***** Records for this exercise
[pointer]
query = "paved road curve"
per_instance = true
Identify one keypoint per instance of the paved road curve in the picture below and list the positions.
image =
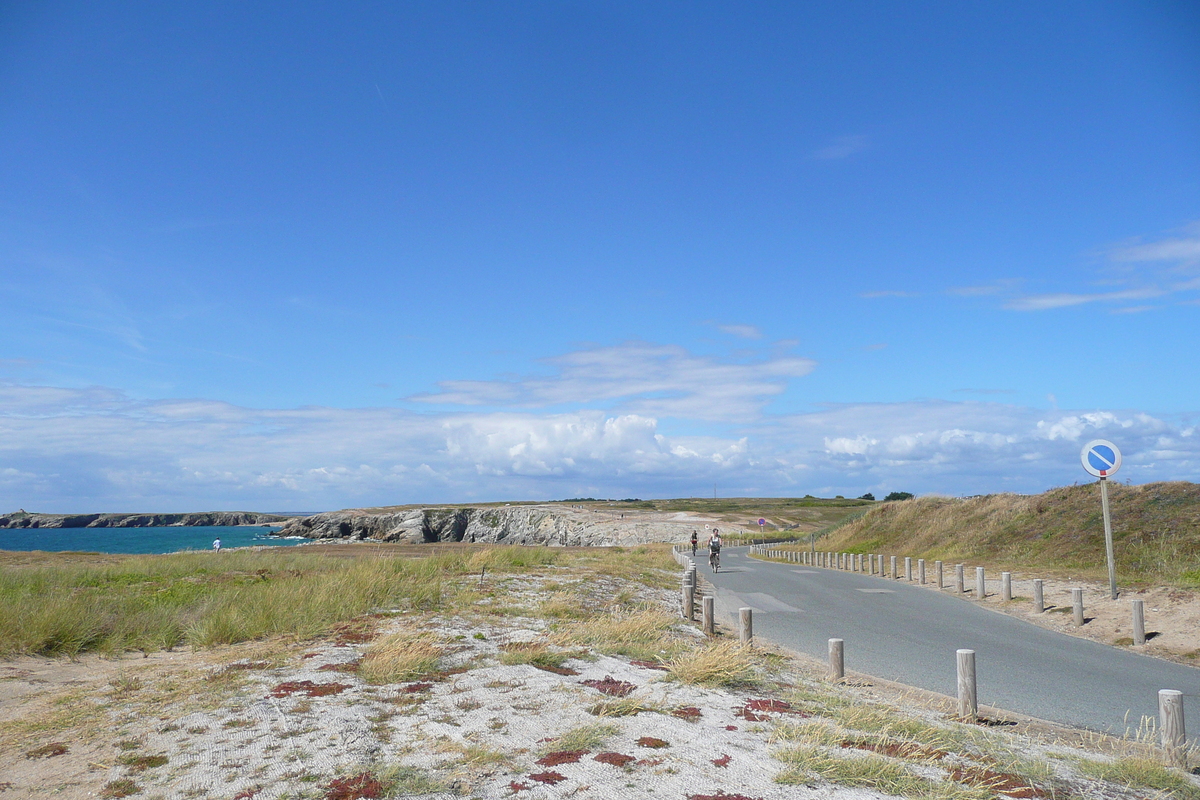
(909, 633)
**********
> **What you will do**:
Copy every record above exactly, leaving out any pictures.

> **Response to the exercise**:
[pointer]
query = "paved road curve"
per_instance = true
Identify one keypoint per instance of the paved road curve in the picture below and list the positions.
image =
(909, 633)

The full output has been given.